*Verilen metin*.

BU İŞBİRLİĞİ MAYA TUTAR MI?

Tutmama ihtimali yok?.. Tutmasına tutar.. Lakin katı mı, cıvık mı, onu kestirmek zor.. Ancak günü, zamanı ve maya ölçüsü, netleştiğinde, vaki olur maya ölçüsü?!.. Peki bu işbirliği, kim ve kimden, neye dair maya çalınacak..

***

Tabi ki, DEM? Tabi ki CHP.. Hal-i hazırda, kaçak bir güreş söz konusu ise de, toplumsal bakışta, aynı saftalar.. Ki el altında da birbirlerine göz kırparak, size eş başkanım demek isterim diye, gönülden sesler yükselmezdi?!.. Dile kolay, iki parti, dört de eş genel başkanla neler yapılmaz, neler edilmez ki?”..

***

DEM’in Eş Genel Başkanı batı endeksli ittifak için, "içimden eş başkanım diyesim geliyor” dediği, zata seslenmiş.. Dahası çağrıda bulunmuş.. Geçmişten ders-i ibret almak, 14 ila 28 Mayıs sonuçlarıyla alakalı, tabanından yediği zılgıt noktasında, demiş ki..

*Görev tanımı a*. İşbirliği üzerine olan metinden "BU İŞBİRLİĞİ MAYA" ile "noktasında, demiş ki.." arasındaki bölümü, bu ifadeler de dahil, aynen yeniden yazın.
Metin ile kayıtlar birbirinden bağımsızdır.

*Çıkarılan veriler*.
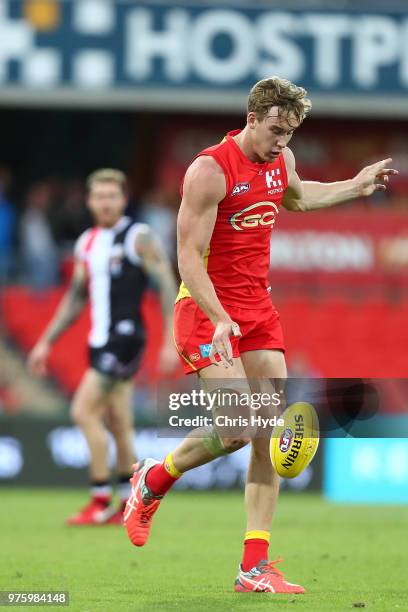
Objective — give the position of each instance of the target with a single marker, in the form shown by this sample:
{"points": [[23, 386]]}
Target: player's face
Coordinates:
{"points": [[107, 202], [271, 134]]}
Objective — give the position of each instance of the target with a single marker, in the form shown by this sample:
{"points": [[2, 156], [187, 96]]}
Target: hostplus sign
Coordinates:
{"points": [[16, 39]]}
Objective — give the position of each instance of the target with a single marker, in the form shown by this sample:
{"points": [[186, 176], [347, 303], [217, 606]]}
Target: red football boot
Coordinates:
{"points": [[141, 505], [265, 578]]}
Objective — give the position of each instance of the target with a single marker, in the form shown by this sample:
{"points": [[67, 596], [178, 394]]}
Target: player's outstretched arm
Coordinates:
{"points": [[68, 311], [157, 265], [203, 189], [303, 196]]}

*Görev tanımı b*. Tüm kayıtlarda "Coordinates" ifadesini "Locations" ile değiştirip kayıtları başka hiçbir yerine dokunmadan yeniden yazın; resimleri yanıta almayın.

*Yazılı yanıt a*.
BU İŞBİRLİĞİ MAYA TUTAR MI?

Tutmama ihtimali yok?.. Tutmasına tutar.. Lakin katı mı, cıvık mı, onu kestirmek zor.. Ancak günü, zamanı ve maya ölçüsü, netleştiğinde, vaki olur maya ölçüsü?!.. Peki bu işbirliği, kim ve kimden, neye dair maya çalınacak..

***

Tabi ki, DEM? Tabi ki CHP.. Hal-i hazırda, kaçak bir güreş söz konusu ise de, toplumsal bakışta, aynı saftalar.. Ki el altında da birbirlerine göz kırparak, size eş başkanım demek isterim diye, gönülden sesler yükselmezdi?!.. Dile kolay, iki parti, dört de eş genel başkanla neler yapılmaz, neler edilmez ki?”..

***

DEM’in Eş Genel Başkanı batı endeksli ittifak için, "içimden eş başkanım diyesim geliyor” dediği, zata seslenmiş.. Dahası çağrıda bulunmuş.. Geçmişten ders-i ibret almak, 14 ila 28 Mayıs sonuçlarıyla alakalı, tabanından yediği zılgıt noktasında, demiş ki..

*Yazılı yanıt b*.
Objective — give the position of each instance of the target with a single marker, in the form shown by this sample:
{"points": [[23, 386]]}
Target: player's face
Locations:
{"points": [[107, 202], [271, 134]]}
Objective — give the position of each instance of the target with a single marker, in the form shown by this sample:
{"points": [[2, 156], [187, 96]]}
Target: hostplus sign
Locations:
{"points": [[16, 39]]}
Objective — give the position of each instance of the target with a single marker, in the form shown by this sample:
{"points": [[186, 176], [347, 303], [217, 606]]}
Target: red football boot
Locations:
{"points": [[141, 505], [265, 578]]}
Objective — give the position of each instance of the target with a single marker, in the form shown by this sample:
{"points": [[67, 596], [178, 394]]}
Target: player's outstretched arm
Locations:
{"points": [[68, 311], [157, 265], [203, 189], [303, 196]]}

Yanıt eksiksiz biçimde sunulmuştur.